**Work to do:** Pull out each line in the records that includes the string "background".

▼

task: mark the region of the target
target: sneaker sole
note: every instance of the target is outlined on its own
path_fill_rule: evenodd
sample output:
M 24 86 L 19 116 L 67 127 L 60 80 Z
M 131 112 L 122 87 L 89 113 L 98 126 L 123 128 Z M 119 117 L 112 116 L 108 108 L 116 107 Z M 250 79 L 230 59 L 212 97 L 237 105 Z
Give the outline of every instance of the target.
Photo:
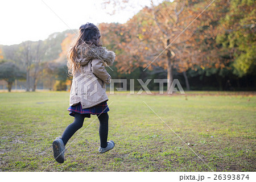
M 101 153 L 101 154 L 104 154 L 104 153 L 105 153 L 105 152 L 107 152 L 109 151 L 110 150 L 112 150 L 112 149 L 114 148 L 114 147 L 115 147 L 115 142 L 114 142 L 114 141 L 112 141 L 112 140 L 110 140 L 109 142 L 111 142 L 111 143 L 114 145 L 114 146 L 113 147 L 113 148 L 110 148 L 110 149 L 109 149 L 109 150 L 107 150 L 106 151 L 105 151 L 105 152 L 100 152 L 100 153 Z
M 52 142 L 52 147 L 53 149 L 54 159 L 59 163 L 63 163 L 65 161 L 63 153 L 60 152 L 60 144 L 59 142 L 54 140 Z

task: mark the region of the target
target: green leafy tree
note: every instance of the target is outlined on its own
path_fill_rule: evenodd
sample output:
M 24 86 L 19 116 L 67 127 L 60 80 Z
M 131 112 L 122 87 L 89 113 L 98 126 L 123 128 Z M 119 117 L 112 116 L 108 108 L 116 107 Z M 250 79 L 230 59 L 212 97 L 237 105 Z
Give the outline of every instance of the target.
M 232 0 L 220 21 L 217 42 L 233 61 L 233 73 L 239 77 L 256 70 L 256 4 L 254 0 Z

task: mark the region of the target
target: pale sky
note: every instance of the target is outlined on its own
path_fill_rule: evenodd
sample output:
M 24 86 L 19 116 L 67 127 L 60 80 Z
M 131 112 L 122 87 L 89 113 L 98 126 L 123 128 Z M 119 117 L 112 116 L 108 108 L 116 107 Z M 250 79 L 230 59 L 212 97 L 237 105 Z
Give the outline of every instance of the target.
M 109 6 L 109 9 L 104 9 L 104 0 L 43 1 L 1 1 L 0 44 L 11 45 L 26 40 L 44 40 L 53 32 L 69 28 L 78 29 L 86 22 L 95 24 L 102 22 L 125 23 L 142 7 L 150 6 L 150 0 L 130 0 L 134 5 L 133 7 L 128 6 L 111 16 L 107 12 L 112 12 L 112 9 Z M 159 1 L 154 1 L 157 3 Z

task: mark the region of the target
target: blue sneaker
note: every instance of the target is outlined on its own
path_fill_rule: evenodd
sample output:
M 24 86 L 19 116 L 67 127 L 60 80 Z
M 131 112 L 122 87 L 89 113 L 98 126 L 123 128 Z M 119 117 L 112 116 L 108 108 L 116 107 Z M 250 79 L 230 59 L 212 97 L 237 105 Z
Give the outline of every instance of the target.
M 109 150 L 112 150 L 114 147 L 115 146 L 115 143 L 112 141 L 110 140 L 108 142 L 108 146 L 106 148 L 102 148 L 101 147 L 98 147 L 98 152 L 100 153 L 105 153 L 106 152 L 108 152 Z
M 60 136 L 57 137 L 52 142 L 53 155 L 56 161 L 59 163 L 63 163 L 65 161 L 64 151 L 65 145 Z

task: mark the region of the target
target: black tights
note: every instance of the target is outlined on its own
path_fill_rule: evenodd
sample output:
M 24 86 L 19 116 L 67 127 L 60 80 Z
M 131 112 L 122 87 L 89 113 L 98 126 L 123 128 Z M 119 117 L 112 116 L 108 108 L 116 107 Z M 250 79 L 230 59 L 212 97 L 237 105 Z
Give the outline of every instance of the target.
M 100 121 L 99 134 L 101 147 L 105 148 L 108 146 L 108 133 L 109 132 L 109 115 L 108 113 L 97 114 Z M 76 131 L 82 127 L 85 116 L 79 113 L 75 113 L 75 120 L 73 123 L 67 127 L 62 134 L 61 139 L 65 145 Z

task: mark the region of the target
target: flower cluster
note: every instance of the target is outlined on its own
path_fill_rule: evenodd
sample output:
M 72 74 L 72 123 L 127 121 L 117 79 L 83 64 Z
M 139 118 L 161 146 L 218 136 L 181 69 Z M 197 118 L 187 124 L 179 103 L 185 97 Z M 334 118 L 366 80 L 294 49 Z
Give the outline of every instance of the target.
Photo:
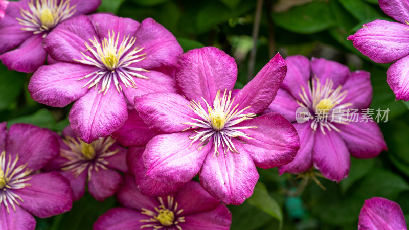
M 405 7 L 393 6 L 397 2 L 380 0 L 403 23 Z M 36 101 L 73 103 L 61 135 L 0 123 L 1 229 L 34 229 L 33 216 L 68 211 L 87 191 L 99 201 L 115 195 L 122 206 L 101 216 L 96 229 L 228 229 L 225 205 L 252 196 L 256 167 L 278 167 L 280 174 L 315 168 L 339 182 L 348 176 L 350 155 L 373 158 L 387 150 L 365 112 L 372 96 L 369 73 L 277 54 L 234 89 L 237 66 L 224 52 L 208 47 L 183 53 L 152 18 L 86 15 L 100 4 L 0 0 L 0 60 L 34 72 L 28 91 Z M 401 78 L 409 49 L 373 36 L 407 27 L 375 21 L 349 37 L 375 61 L 399 60 L 388 82 L 406 100 Z M 346 115 L 351 109 L 356 122 Z M 299 120 L 301 112 L 309 115 Z M 192 180 L 198 175 L 200 183 Z M 376 228 L 375 213 L 406 229 L 401 212 L 384 199 L 368 200 L 358 228 Z

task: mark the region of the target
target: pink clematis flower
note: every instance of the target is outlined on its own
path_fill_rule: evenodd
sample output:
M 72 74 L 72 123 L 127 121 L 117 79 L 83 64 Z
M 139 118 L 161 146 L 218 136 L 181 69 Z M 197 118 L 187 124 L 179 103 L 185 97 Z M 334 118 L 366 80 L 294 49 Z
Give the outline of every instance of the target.
M 46 60 L 41 42 L 47 34 L 69 18 L 95 11 L 100 4 L 101 0 L 0 0 L 0 60 L 10 70 L 34 72 Z
M 117 194 L 124 208 L 108 210 L 94 223 L 95 230 L 163 229 L 229 229 L 232 214 L 199 183 L 189 181 L 177 193 L 165 197 L 141 194 L 131 176 Z
M 123 182 L 117 171 L 126 172 L 127 149 L 109 136 L 90 144 L 75 136 L 70 126 L 59 137 L 60 155 L 45 168 L 47 171 L 59 171 L 70 182 L 74 200 L 84 195 L 85 184 L 89 193 L 102 201 L 112 196 Z
M 372 98 L 369 73 L 351 73 L 337 62 L 322 58 L 310 62 L 299 55 L 286 62 L 287 75 L 265 112 L 279 112 L 294 122 L 301 147 L 294 160 L 279 168 L 280 174 L 301 173 L 313 165 L 326 177 L 339 182 L 348 176 L 350 154 L 372 158 L 387 149 L 378 124 L 362 115 Z M 298 108 L 311 118 L 296 122 Z
M 158 135 L 143 153 L 146 175 L 175 185 L 198 173 L 212 196 L 239 204 L 253 193 L 256 166 L 291 162 L 299 148 L 294 127 L 278 113 L 256 117 L 274 99 L 285 75 L 277 54 L 238 93 L 234 59 L 214 47 L 181 56 L 176 81 L 183 96 L 148 94 L 135 98 L 139 116 Z
M 0 229 L 34 229 L 33 215 L 49 217 L 71 209 L 73 191 L 57 172 L 37 171 L 58 154 L 50 130 L 0 123 Z
M 409 1 L 379 0 L 387 14 L 398 22 L 375 20 L 363 24 L 348 39 L 362 53 L 377 63 L 396 61 L 387 71 L 387 82 L 396 100 L 409 100 Z
M 358 230 L 407 230 L 399 205 L 382 197 L 365 200 L 359 213 Z
M 173 67 L 181 47 L 152 18 L 140 24 L 104 13 L 81 15 L 57 27 L 44 47 L 61 62 L 39 68 L 29 91 L 35 100 L 51 106 L 75 101 L 69 119 L 87 143 L 123 125 L 127 101 L 177 91 L 174 80 L 157 70 Z

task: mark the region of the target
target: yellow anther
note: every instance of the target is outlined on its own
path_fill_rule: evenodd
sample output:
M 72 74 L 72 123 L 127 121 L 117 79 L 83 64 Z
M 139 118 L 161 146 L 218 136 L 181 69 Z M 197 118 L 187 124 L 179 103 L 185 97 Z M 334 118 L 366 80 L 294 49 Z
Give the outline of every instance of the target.
M 54 24 L 54 15 L 50 9 L 46 8 L 41 11 L 40 21 L 43 26 L 49 28 L 52 27 Z
M 334 106 L 335 105 L 331 100 L 324 98 L 320 101 L 320 102 L 316 105 L 315 109 L 320 109 L 321 111 L 329 112 Z
M 92 144 L 87 144 L 82 141 L 81 141 L 81 152 L 82 153 L 84 157 L 88 160 L 95 157 L 95 150 Z
M 163 209 L 159 210 L 159 214 L 154 218 L 163 226 L 171 226 L 175 220 L 175 215 L 173 211 Z
M 6 177 L 4 176 L 3 171 L 0 169 L 0 189 L 4 189 L 6 187 Z

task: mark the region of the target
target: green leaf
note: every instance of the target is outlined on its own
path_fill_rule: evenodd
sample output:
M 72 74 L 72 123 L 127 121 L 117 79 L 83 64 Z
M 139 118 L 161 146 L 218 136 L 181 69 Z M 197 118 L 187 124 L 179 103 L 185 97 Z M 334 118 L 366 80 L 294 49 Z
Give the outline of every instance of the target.
M 7 70 L 0 64 L 0 110 L 4 109 L 17 98 L 24 85 L 26 74 Z
M 360 0 L 338 1 L 349 12 L 360 21 L 382 16 L 372 6 Z
M 204 45 L 201 43 L 189 38 L 179 37 L 177 38 L 177 42 L 179 42 L 179 44 L 180 44 L 182 48 L 183 48 L 184 53 L 186 53 L 190 50 L 201 48 L 204 47 Z
M 98 12 L 110 12 L 116 14 L 125 0 L 102 0 L 97 9 Z
M 230 229 L 256 229 L 273 219 L 271 216 L 251 205 L 247 201 L 239 205 L 229 205 L 229 209 L 232 213 Z M 252 218 L 249 214 L 257 218 Z
M 10 120 L 7 121 L 7 126 L 10 127 L 14 123 L 32 124 L 42 128 L 52 129 L 55 125 L 55 119 L 49 110 L 43 108 L 31 115 Z
M 375 162 L 375 159 L 362 159 L 351 157 L 351 168 L 348 177 L 339 183 L 342 192 L 345 193 L 355 181 L 367 175 L 373 168 Z
M 235 7 L 241 1 L 241 0 L 220 0 L 223 4 L 231 8 Z
M 329 4 L 314 1 L 280 13 L 273 13 L 275 22 L 283 28 L 303 34 L 315 33 L 335 25 Z
M 93 224 L 98 217 L 108 209 L 115 206 L 114 197 L 105 201 L 95 200 L 89 194 L 86 194 L 73 205 L 71 210 L 53 219 L 50 230 L 76 230 L 92 229 Z
M 133 2 L 146 6 L 153 6 L 167 2 L 169 0 L 132 0 Z
M 371 171 L 354 189 L 354 195 L 363 199 L 379 196 L 394 199 L 401 192 L 409 190 L 409 185 L 400 176 L 384 169 L 376 168 Z
M 282 223 L 283 213 L 281 209 L 276 200 L 268 194 L 268 191 L 264 183 L 259 182 L 256 185 L 253 195 L 247 199 L 247 201 Z

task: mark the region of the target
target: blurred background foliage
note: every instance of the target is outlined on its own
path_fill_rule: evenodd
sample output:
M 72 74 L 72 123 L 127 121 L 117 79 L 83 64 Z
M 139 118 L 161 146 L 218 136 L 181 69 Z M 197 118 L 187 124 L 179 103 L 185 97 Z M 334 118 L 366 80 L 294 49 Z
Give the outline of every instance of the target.
M 262 4 L 260 13 L 256 13 L 258 4 Z M 371 108 L 390 110 L 388 122 L 379 124 L 389 150 L 375 159 L 352 158 L 349 176 L 339 184 L 319 178 L 325 190 L 292 175 L 279 176 L 276 169 L 260 169 L 253 196 L 241 205 L 229 206 L 232 229 L 356 229 L 364 200 L 374 196 L 397 202 L 409 220 L 409 104 L 396 101 L 387 84 L 389 64 L 371 61 L 347 40 L 364 23 L 392 20 L 377 0 L 102 0 L 98 11 L 139 21 L 152 17 L 173 33 L 185 52 L 205 45 L 223 50 L 237 63 L 238 88 L 277 52 L 284 57 L 325 58 L 352 71 L 371 72 Z M 259 34 L 253 38 L 258 16 Z M 255 55 L 251 53 L 253 47 Z M 0 66 L 0 121 L 61 131 L 69 124 L 69 106 L 34 101 L 27 89 L 30 76 Z M 117 205 L 113 198 L 100 202 L 85 195 L 71 212 L 37 219 L 37 228 L 90 229 L 100 215 Z

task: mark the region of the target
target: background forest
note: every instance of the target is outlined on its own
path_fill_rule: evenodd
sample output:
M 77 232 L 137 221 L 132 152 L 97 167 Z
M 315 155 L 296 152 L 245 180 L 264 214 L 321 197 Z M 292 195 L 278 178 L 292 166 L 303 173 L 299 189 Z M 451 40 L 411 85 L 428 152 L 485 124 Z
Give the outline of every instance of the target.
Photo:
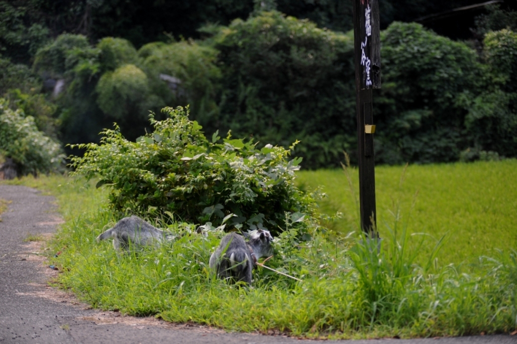
M 517 12 L 509 2 L 451 20 L 448 11 L 476 2 L 380 0 L 377 162 L 517 156 Z M 46 171 L 64 157 L 56 143 L 98 142 L 114 122 L 134 140 L 151 130 L 149 111 L 159 120 L 162 107 L 189 105 L 207 137 L 231 130 L 260 147 L 299 140 L 305 168 L 338 165 L 343 151 L 353 162 L 352 5 L 0 1 L 0 155 L 23 165 L 33 151 L 38 161 L 50 154 L 52 164 L 23 169 Z M 17 140 L 21 130 L 41 143 Z

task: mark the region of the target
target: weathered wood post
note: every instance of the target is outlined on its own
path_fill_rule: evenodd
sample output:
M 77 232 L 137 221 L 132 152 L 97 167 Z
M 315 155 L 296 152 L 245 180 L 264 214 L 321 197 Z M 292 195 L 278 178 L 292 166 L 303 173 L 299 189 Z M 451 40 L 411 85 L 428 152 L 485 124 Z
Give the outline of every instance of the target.
M 372 236 L 377 223 L 372 89 L 381 88 L 379 4 L 353 1 L 361 228 Z

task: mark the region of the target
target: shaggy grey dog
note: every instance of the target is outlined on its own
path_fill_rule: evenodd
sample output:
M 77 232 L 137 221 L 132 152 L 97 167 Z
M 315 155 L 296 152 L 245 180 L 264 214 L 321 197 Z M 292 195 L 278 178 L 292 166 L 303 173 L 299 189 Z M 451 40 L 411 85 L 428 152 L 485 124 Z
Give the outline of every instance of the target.
M 117 253 L 127 251 L 130 246 L 139 249 L 145 246 L 156 245 L 160 243 L 172 240 L 172 234 L 166 233 L 151 225 L 138 216 L 124 217 L 97 237 L 97 241 L 112 238 L 113 247 Z
M 222 279 L 251 284 L 251 272 L 257 259 L 273 254 L 273 237 L 269 231 L 254 230 L 249 233 L 248 242 L 242 236 L 230 233 L 210 257 L 210 268 Z

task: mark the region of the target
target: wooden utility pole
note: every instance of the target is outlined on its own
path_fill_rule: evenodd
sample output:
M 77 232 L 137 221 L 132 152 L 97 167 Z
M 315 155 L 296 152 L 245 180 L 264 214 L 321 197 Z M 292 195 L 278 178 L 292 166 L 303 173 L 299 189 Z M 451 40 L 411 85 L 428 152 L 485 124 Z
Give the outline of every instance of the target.
M 357 147 L 361 228 L 371 236 L 377 223 L 372 90 L 381 88 L 378 0 L 354 1 Z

▲

**Output for this task:**
target: blurred background foliage
target: background forest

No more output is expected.